■ **Reading text**
The Transform stage gives you the opportunity to transform search result data into the data structures required for visualizations or compute additional custom fields. Example transforms are:

  • The stats and contingency commands.
  • Data manipulation commands, like eval, rename, and others.
  • Statistical visualization commands, like timechart, chart and table.

Optionally, the Transform stage may include a Data Enrichment substage that involves adding or cross-referencing data from an external source (for example, a .csv file) using the lookups.

Using the transformed data from the previous stage, the Filter Transformed stage will filter the data again, using the where command, to reduce the number of columns and get exactly the data you want and in the format you want. You could append another search command but the where command is considered the more powerful option.

The following sections about searching will provide you with more detail about the facilities and language constructs available to you in each stage.

Become familiar with fundamental search patterns

The following are some examples of constructs you will commonly use to search your data. These are only some of the most common features of the search language and it might be helpful to have the Quick Reference Guide at hand to see similar functions available to you.

Search on keywords

Everything in your data is searchable. Using nothing more than keywords and a time range, you can learn a lot about your data. The simplest search command is to simply specify one or more keywords you want to search for in your data. Search returns all events that include the keyword(s) anywhere in the raw text of the event's data.

Because a keyword-only search returns every event matching your keyword, the next obvious step is to narrow your search, unless you actually want to know the total number of occurrences. A first step in narrowing search results might be to use Boolean operators. The search language supports the following Boolean operators: AND, OR, XOR, and NOT.

The AND operator is always implied between search terms so you don't need to specify it.

DEV

For efficient searches use inclusion (AND, OR, and XOR) rather than exclusion (NOT), which is the more expensive operation.

Another simple way to narrowing your search results is to use comparison operators (such as !=, <=, >=).

PERF

Use the Search Job Inspector to see timing differences between various ways of formulating your searches and to optimize them.

■ **What to do**
[1] In the search passage, reproduce the stretch from "Optionally, the Transform" through "in each stage.", swapping "where command" for "where clause".
[2] Condense the paragraph of the search passage beginning "Because a keyword-only search returns" into a shorter version that keeps its main facts.
The data that follows has no connection to the search passage.

■ **Dataset excerpt**
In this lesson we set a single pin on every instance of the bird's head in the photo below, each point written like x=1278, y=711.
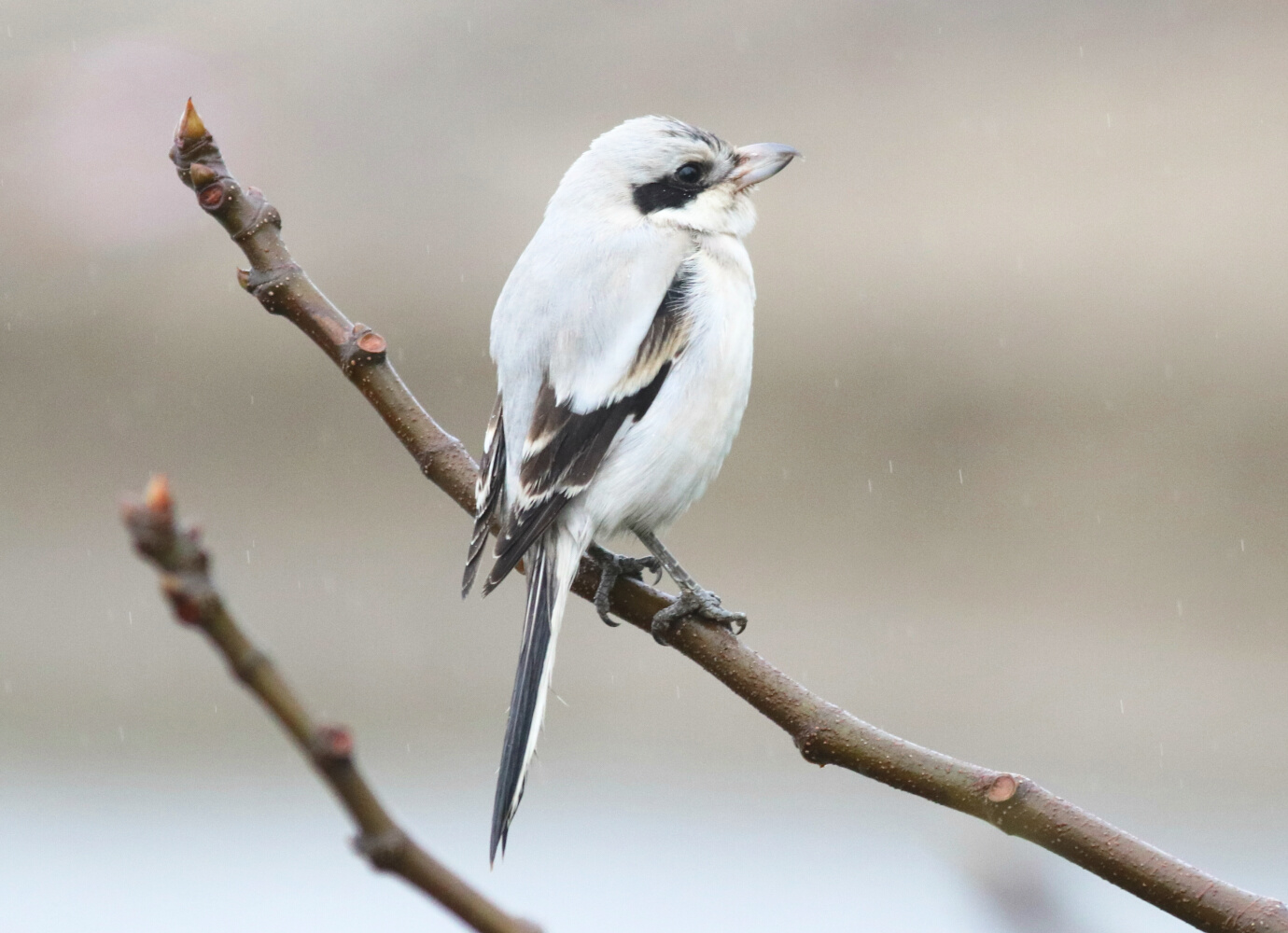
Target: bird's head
x=668, y=173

■ **Outputs by task**
[1]
Optionally, the Transform stage may include a Data Enrichment substage that involves adding or cross-referencing data from an external source (for example, a .csv file) using the lookups.

Using the transformed data from the previous stage, the Filter Transformed stage will filter the data again, using the where clause, to reduce the number of columns and get exactly the data you want and in the format you want. You could append another search command but the where clause is considered the more powerful option.

The following sections about searching will provide you with more detail about the facilities and language constructs available to you in each stage.

[2] A keyword-only search returns every matching event, so unless you want the total count of occurrences, you will usually narrow it next. Boolean operators are one way to start. The search language supports AND, OR, XOR, and NOT.